Update the Camfil piece, starting with "Camfil, a manufacturer" and going on through "its CAO Initiative.", and write that stretch out again with "manufacturer" changed to "maker".

#### Document extract:
· · · · · · ·

Camfil, a manufacturer of air quality products based out of Sweden, is taking a unique approach to governing the health of the built environment. The company has recently appointed its first-ever Chief Airgonomics Officer (CAO) to help lead the company’s own indoor air quality (IAQ) initiatives and, in doing so, is urging others to follow suit with its CAO Initiative.
The decision comes following the adoption of a resolution by the UN General Assembly declaring “access to a clean, healthy and sustainable environment a universal human right.” This is also in parallel to a 2021 publication of the updated World Health Organization (WHO) Global Air Quality Guidelines wherein the “burden of disease attributable to air pollution is now estimated to be on a par with other major global health risks.”
“With Chief Airgonomics Officers, we will create healthier and happier workplaces by ensuring accountability is taken by qualified individuals with the authority to make real change happen. That’s why I am thrilled that Camfil has its own CAO to ensure that clean indoor air gets the attention it deserves everywhere we operate and to demonstrate leadership when it comes to creating healthy work environments.
“I strongly encourage every organization to pay attention to the indoor air quality in their premises. By participating in the CAO initiative, your organization can ensure that the quality of your indoor air is never overlooked again – for the health and wellbeing of your people.” Mark Simmons, CEO of Camfil.
The Chief Airgonomics Officer Initiative
According to a press release put out by Camfil, the Chief Airgonomics Officer initiative (CAO) calls on organizations across the globe to take 100% accountability for the indoor air people breathe. Inspired by the study of ergonomics the newly coined term Airgonomics refers to the burgeoning discipline that seeks to maximize the benefits of healthy air for the protection of people, processes and the planet.

· · · · · · ·

#### Supplied data:
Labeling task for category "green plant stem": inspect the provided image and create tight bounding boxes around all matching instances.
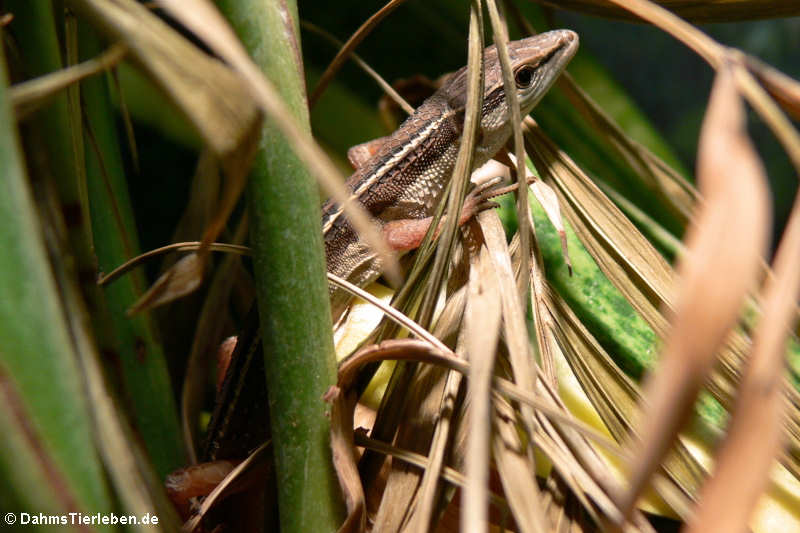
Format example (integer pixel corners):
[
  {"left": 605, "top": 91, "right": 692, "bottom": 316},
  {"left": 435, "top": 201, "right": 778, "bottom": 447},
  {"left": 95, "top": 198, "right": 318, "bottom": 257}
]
[
  {"left": 219, "top": 0, "right": 343, "bottom": 532},
  {"left": 0, "top": 31, "right": 112, "bottom": 531}
]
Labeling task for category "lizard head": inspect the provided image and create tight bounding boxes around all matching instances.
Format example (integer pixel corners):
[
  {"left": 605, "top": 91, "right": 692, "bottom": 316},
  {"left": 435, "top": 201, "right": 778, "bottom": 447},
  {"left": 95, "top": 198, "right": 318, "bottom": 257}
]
[{"left": 442, "top": 30, "right": 578, "bottom": 159}]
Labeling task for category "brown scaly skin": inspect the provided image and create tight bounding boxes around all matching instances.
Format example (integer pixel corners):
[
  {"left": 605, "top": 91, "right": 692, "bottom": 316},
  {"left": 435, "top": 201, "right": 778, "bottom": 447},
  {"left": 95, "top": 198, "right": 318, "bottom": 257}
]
[
  {"left": 171, "top": 30, "right": 578, "bottom": 528},
  {"left": 322, "top": 30, "right": 578, "bottom": 316}
]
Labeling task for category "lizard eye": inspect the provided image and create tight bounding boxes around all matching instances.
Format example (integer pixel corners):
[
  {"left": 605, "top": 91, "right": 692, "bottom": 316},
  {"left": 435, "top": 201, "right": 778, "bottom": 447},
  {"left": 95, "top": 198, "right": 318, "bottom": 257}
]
[{"left": 514, "top": 65, "right": 535, "bottom": 89}]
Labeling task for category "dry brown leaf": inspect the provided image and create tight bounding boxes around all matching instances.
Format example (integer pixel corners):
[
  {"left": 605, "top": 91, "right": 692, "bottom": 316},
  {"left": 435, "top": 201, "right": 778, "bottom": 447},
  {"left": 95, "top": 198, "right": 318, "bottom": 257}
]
[
  {"left": 688, "top": 189, "right": 800, "bottom": 533},
  {"left": 152, "top": 0, "right": 401, "bottom": 282},
  {"left": 128, "top": 253, "right": 205, "bottom": 315},
  {"left": 621, "top": 64, "right": 770, "bottom": 516},
  {"left": 746, "top": 56, "right": 800, "bottom": 120},
  {"left": 309, "top": 0, "right": 405, "bottom": 108},
  {"left": 68, "top": 0, "right": 259, "bottom": 161},
  {"left": 9, "top": 44, "right": 126, "bottom": 120},
  {"left": 528, "top": 0, "right": 800, "bottom": 24},
  {"left": 461, "top": 242, "right": 500, "bottom": 533},
  {"left": 325, "top": 387, "right": 367, "bottom": 533}
]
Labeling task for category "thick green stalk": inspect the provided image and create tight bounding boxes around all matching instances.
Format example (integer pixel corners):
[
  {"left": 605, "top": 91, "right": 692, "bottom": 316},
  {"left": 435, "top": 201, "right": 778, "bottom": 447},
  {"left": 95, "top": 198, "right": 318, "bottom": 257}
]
[
  {"left": 0, "top": 31, "right": 112, "bottom": 530},
  {"left": 79, "top": 23, "right": 185, "bottom": 478},
  {"left": 219, "top": 0, "right": 342, "bottom": 532}
]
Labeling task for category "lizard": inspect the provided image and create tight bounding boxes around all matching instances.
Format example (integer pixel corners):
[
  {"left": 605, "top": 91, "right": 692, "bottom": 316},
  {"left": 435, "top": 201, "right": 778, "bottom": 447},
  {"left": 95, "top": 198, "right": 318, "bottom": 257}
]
[
  {"left": 322, "top": 30, "right": 578, "bottom": 317},
  {"left": 167, "top": 30, "right": 578, "bottom": 524}
]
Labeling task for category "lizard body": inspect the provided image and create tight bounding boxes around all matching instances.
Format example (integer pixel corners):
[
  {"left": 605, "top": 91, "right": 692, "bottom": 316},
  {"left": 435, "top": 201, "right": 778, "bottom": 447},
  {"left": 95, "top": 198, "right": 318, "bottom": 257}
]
[
  {"left": 322, "top": 30, "right": 578, "bottom": 316},
  {"left": 198, "top": 30, "right": 578, "bottom": 460}
]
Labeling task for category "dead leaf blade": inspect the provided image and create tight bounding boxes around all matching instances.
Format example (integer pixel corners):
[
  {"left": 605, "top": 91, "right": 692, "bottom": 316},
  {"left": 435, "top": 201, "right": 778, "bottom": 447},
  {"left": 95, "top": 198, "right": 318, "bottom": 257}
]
[{"left": 621, "top": 64, "right": 769, "bottom": 516}]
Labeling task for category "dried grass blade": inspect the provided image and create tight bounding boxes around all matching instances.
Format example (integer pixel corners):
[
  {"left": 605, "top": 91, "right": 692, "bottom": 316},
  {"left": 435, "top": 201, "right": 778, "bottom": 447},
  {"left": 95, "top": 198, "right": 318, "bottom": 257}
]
[
  {"left": 547, "top": 293, "right": 704, "bottom": 517},
  {"left": 181, "top": 441, "right": 272, "bottom": 533},
  {"left": 8, "top": 44, "right": 126, "bottom": 120},
  {"left": 300, "top": 21, "right": 414, "bottom": 115},
  {"left": 492, "top": 390, "right": 550, "bottom": 533},
  {"left": 688, "top": 191, "right": 800, "bottom": 533},
  {"left": 745, "top": 56, "right": 800, "bottom": 120},
  {"left": 309, "top": 0, "right": 405, "bottom": 108},
  {"left": 525, "top": 118, "right": 672, "bottom": 334},
  {"left": 181, "top": 216, "right": 248, "bottom": 464},
  {"left": 557, "top": 73, "right": 697, "bottom": 221},
  {"left": 68, "top": 0, "right": 259, "bottom": 160},
  {"left": 153, "top": 0, "right": 401, "bottom": 282},
  {"left": 325, "top": 387, "right": 367, "bottom": 533},
  {"left": 419, "top": 0, "right": 484, "bottom": 325},
  {"left": 478, "top": 206, "right": 538, "bottom": 446},
  {"left": 486, "top": 0, "right": 533, "bottom": 301},
  {"left": 461, "top": 243, "right": 500, "bottom": 533},
  {"left": 608, "top": 0, "right": 725, "bottom": 69},
  {"left": 524, "top": 0, "right": 800, "bottom": 24},
  {"left": 621, "top": 64, "right": 769, "bottom": 516}
]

· · · · · · ·

#### Answer to the exercise:
Camfil, a maker of air quality products based out of Sweden, is taking a unique approach to governing the health of the built environment. The company has recently appointed its first-ever Chief Airgonomics Officer (CAO) to help lead the company’s own indoor air quality (IAQ) initiatives and, in doing so, is urging others to follow suit with its CAO Initiative.